**TASK DESCRIPTION**
Each record below is to be retyped exactly, with its pictures omitted.

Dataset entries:
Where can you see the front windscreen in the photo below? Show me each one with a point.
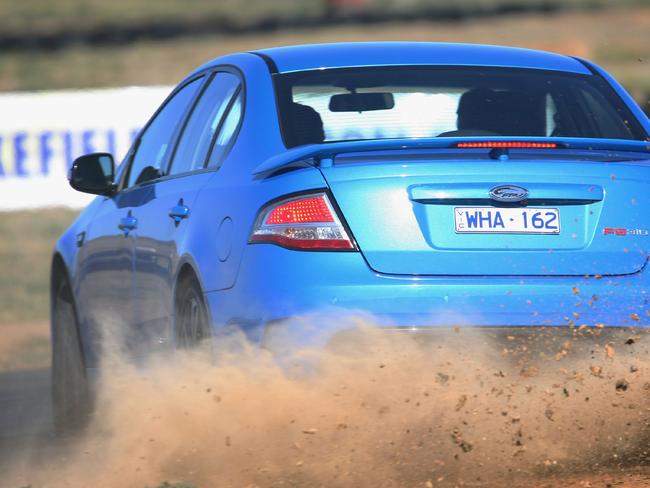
(423, 102)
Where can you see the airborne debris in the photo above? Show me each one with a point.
(622, 385)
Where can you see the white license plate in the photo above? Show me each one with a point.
(492, 220)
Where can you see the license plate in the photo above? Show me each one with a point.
(491, 220)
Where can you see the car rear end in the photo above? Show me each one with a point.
(452, 196)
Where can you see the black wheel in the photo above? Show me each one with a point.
(192, 326)
(71, 403)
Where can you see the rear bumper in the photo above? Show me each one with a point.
(274, 284)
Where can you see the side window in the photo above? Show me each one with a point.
(156, 141)
(203, 123)
(225, 136)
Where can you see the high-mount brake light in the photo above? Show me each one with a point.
(307, 222)
(506, 145)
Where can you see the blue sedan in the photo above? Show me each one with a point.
(430, 185)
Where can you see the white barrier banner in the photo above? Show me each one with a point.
(42, 133)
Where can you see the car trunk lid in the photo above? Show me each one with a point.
(417, 212)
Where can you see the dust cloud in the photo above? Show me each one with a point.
(374, 408)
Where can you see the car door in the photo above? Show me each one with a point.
(163, 221)
(105, 286)
(152, 150)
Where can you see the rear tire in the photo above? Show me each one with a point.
(71, 403)
(191, 324)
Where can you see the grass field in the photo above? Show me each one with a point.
(26, 249)
(62, 15)
(618, 38)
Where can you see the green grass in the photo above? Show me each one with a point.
(618, 38)
(26, 247)
(62, 15)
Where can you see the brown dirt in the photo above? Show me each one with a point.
(24, 345)
(376, 410)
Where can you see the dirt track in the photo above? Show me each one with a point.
(179, 408)
(24, 415)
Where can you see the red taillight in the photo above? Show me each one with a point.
(506, 145)
(307, 222)
(305, 210)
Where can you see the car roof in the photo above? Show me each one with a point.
(340, 55)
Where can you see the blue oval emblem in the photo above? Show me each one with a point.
(508, 193)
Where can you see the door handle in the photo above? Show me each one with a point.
(179, 212)
(128, 223)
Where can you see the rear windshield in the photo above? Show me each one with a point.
(422, 102)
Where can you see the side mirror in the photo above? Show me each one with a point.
(93, 173)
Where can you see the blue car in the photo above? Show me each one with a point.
(429, 185)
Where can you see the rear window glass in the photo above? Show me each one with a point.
(423, 102)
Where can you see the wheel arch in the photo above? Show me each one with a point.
(59, 271)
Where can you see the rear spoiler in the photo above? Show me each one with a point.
(325, 153)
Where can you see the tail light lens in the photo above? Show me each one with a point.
(307, 222)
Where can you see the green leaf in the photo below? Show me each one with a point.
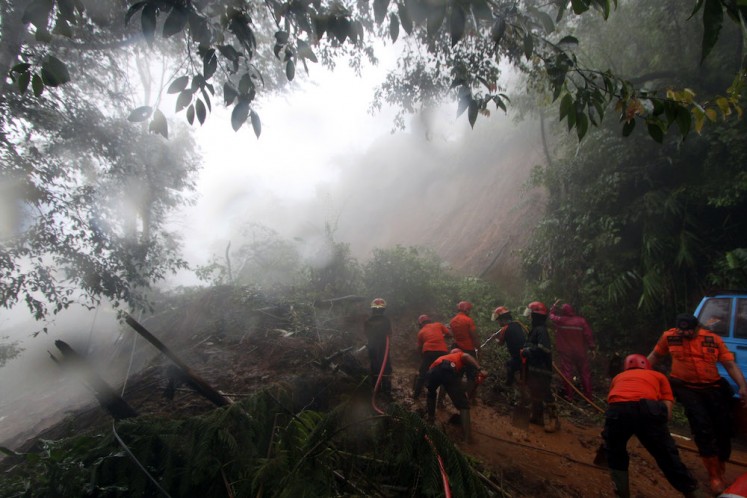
(148, 20)
(140, 114)
(380, 7)
(23, 81)
(175, 22)
(178, 84)
(499, 103)
(37, 13)
(281, 37)
(67, 10)
(582, 125)
(579, 6)
(133, 10)
(628, 127)
(566, 104)
(472, 113)
(404, 18)
(183, 100)
(159, 124)
(191, 114)
(393, 27)
(201, 111)
(305, 51)
(20, 68)
(209, 64)
(713, 17)
(256, 124)
(684, 121)
(229, 94)
(544, 19)
(239, 114)
(656, 132)
(290, 70)
(436, 16)
(54, 71)
(528, 45)
(497, 30)
(464, 101)
(37, 85)
(568, 40)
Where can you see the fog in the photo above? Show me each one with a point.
(322, 159)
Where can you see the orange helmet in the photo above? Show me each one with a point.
(499, 311)
(636, 361)
(378, 303)
(464, 306)
(536, 307)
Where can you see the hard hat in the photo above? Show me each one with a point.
(378, 303)
(500, 310)
(686, 321)
(465, 306)
(536, 307)
(636, 361)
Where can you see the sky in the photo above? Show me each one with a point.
(309, 135)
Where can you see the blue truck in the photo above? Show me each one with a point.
(725, 313)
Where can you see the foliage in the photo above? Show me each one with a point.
(8, 350)
(635, 233)
(454, 45)
(86, 192)
(259, 446)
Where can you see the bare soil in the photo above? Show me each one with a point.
(525, 463)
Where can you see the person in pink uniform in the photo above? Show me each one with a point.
(573, 342)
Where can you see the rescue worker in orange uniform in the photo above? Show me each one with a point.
(446, 371)
(538, 354)
(377, 329)
(640, 404)
(432, 344)
(705, 395)
(464, 330)
(573, 342)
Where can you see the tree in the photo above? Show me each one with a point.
(633, 226)
(86, 190)
(451, 44)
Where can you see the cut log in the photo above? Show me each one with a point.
(107, 397)
(192, 379)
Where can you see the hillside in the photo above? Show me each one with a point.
(239, 345)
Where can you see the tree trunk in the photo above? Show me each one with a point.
(192, 379)
(108, 398)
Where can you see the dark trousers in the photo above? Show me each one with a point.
(708, 410)
(376, 355)
(428, 358)
(446, 376)
(647, 420)
(513, 365)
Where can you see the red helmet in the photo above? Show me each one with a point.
(378, 303)
(636, 361)
(499, 311)
(537, 307)
(465, 306)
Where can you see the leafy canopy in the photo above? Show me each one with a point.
(455, 45)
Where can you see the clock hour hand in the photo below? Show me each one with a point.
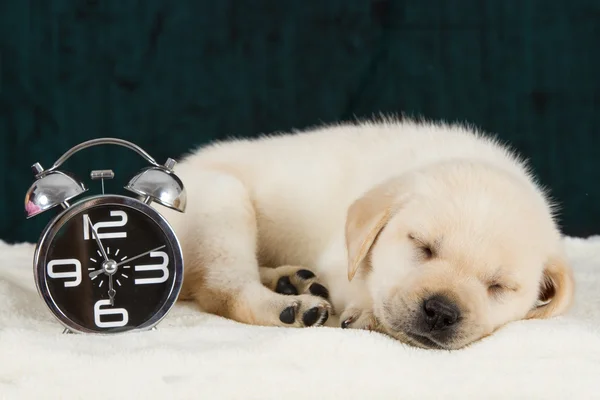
(97, 239)
(96, 273)
(138, 256)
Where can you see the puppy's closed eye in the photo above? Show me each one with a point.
(426, 251)
(495, 289)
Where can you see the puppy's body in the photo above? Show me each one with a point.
(331, 201)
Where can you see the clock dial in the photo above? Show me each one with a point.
(121, 283)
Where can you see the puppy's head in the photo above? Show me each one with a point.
(454, 251)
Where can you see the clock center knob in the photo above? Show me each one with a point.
(110, 267)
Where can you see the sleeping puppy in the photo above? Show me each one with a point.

**SOLVED PROBLEM**
Where can you see the front windscreen in the photo below? Show me each one with a point.
(423, 102)
Where can you see the airborne debris in the photo above? Show me each one with a point.
(622, 385)
Where can you see the white license plate in the photo above? Show me each one with a point.
(492, 220)
Where can you see the license plate in the photo above? Show me each one with a point.
(491, 220)
Where can you see the car rear end in the photo above? Show me each one with a point.
(452, 196)
Where can you see the black wheel in the photo above? Show me each one with a point.
(192, 326)
(71, 403)
Where can you see the rear bumper in the photo above? Show me each one with a point.
(274, 284)
Where can you see the side window in the photo above? Show me each one with a point.
(156, 141)
(203, 123)
(225, 136)
Where can you see the high-mount brake light in the photo above? Show me each one with a point.
(307, 222)
(506, 145)
Where can you see the blue sedan in the photo above? Show me each one with a point.
(430, 185)
Where can you see the white barrier banner in the photo above? Show me each one with a point.
(42, 133)
Where can you see the car trunk lid in the photo above? Show me each one with a point.
(417, 212)
Where can you see the dust cloud in the photo above? Show me each one with a point.
(374, 408)
Where can you see the car door in the photo above? Show me each one with a point.
(163, 221)
(105, 286)
(152, 150)
Where can you see the rear tire in the photo above? Show me each one with a point.
(71, 403)
(191, 324)
Where can you see the grass field in the photo above? Show me each one with a point.
(26, 249)
(62, 15)
(618, 38)
Where can you see the green grass in the photo above? Show me each one with a point.
(618, 38)
(26, 247)
(62, 15)
Where can you see the brown dirt in the photo above? Show me each one with a point.
(24, 345)
(376, 410)
Where can you see the dirt track in the photo above? Show me each one with a point.
(179, 408)
(24, 415)
Where can you see the red taillight in the photo above? Show me each one with a point.
(506, 145)
(307, 222)
(305, 210)
Where can you see the car roof in the photo above? Show me each one with a point.
(340, 55)
Where can you see the blue oval emblem in the photo above? Show me each one with a point.
(508, 193)
Where can you see the door handle in the photo above? Show me each one with a point.
(179, 212)
(128, 223)
Where can you see the rear windshield in the photo above? Show me each one with a point.
(422, 102)
Where can you see the side mirror in the photo above? Show me each one with a point.
(93, 173)
Where can you see the blue car in the photo above? Show me each one with a point.
(429, 185)
Where can you see the rear window glass in the photo above? Show me each one with a point.
(423, 102)
Where can you see the wheel arch in the photo above? Show me each one with a point.
(59, 271)
Where can you see the rear spoiler in the photo above? Show me each one with a point.
(325, 153)
Where can you see the tail light lens in the photo above? Show me each one with a point.
(307, 222)
Where can you see the green leaf in the photo below? Show me each one with a point.
(148, 20)
(140, 114)
(380, 7)
(23, 81)
(175, 22)
(178, 84)
(499, 103)
(37, 13)
(281, 37)
(67, 10)
(582, 125)
(579, 6)
(133, 10)
(628, 127)
(566, 104)
(472, 113)
(404, 18)
(183, 100)
(159, 124)
(191, 114)
(393, 27)
(201, 111)
(305, 51)
(20, 68)
(209, 64)
(713, 17)
(256, 124)
(684, 121)
(229, 94)
(544, 19)
(239, 114)
(656, 132)
(290, 70)
(436, 16)
(54, 71)
(528, 45)
(497, 30)
(464, 101)
(37, 85)
(568, 40)
Where can you see the fog in the photo above? Show me each one with a point.
(322, 159)
Where can you see the orange helmet in the photo above? Show me each one with a point.
(499, 311)
(636, 361)
(378, 303)
(464, 306)
(536, 307)
Where can you see the hard hat in the photo above? Show me each one with a point.
(378, 303)
(500, 310)
(686, 321)
(465, 306)
(536, 307)
(636, 361)
Where can you see the sky in the photo above? Show me each one with a point.
(309, 135)
Where can you see the blue truck in the photo above? Show me each one with a point.
(725, 313)
Where can you see the foliage in the photo above? Show me each one with a point.
(8, 350)
(635, 233)
(454, 45)
(86, 192)
(259, 446)
Where can you see the bare soil in the photo above? Show me each one with a point.
(525, 463)
Where can you see the person in pink uniform in the photo above? Show me each one with a point.
(573, 342)
Where can you see the rescue worker in orange uniform in the photo above? Show me each one with a point.
(446, 371)
(538, 354)
(377, 329)
(640, 404)
(432, 344)
(705, 395)
(464, 330)
(573, 342)
Where can you see the tree in the photo above? Show me each one with a point.
(633, 226)
(86, 190)
(451, 44)
Where can you see the cut log in the photo above? Show me each one with a point.
(107, 397)
(192, 379)
Where can you see the hillside in the photo above? Show me each one with a point.
(239, 345)
Where can you see the tree trunk in the photo above? Show me each one with a point.
(192, 379)
(108, 398)
Where can you see the dark trousers in the photo above? Show me each one with a point.
(708, 410)
(376, 355)
(428, 358)
(446, 376)
(647, 420)
(513, 365)
Where can you see the red helmet in the photo above? Show me each one with a point.
(378, 303)
(636, 361)
(499, 311)
(537, 307)
(465, 306)
Where can you see the leafy canopy in the photo above? Show me each one with a point.
(455, 45)
Where can you see the clock hour hand in the photo below? Show me each one with a point.
(97, 239)
(96, 273)
(138, 256)
Where can you see the puppy's closed eye in the photo above? Show me each one with a point.
(426, 251)
(495, 289)
Where can you see the puppy's body in the photo above? Show me each one with a point.
(331, 201)
Where can you see the clock dial in the photo above? Show me each one with a point.
(121, 283)
Where can you see the puppy's head in the photo above? Show me each one with a point.
(454, 251)
Where can you see the clock center knob in the photo above? Show me each one with a point.
(110, 267)
Where can you see the sleeping puppy in the photo above? Show me each one with a point.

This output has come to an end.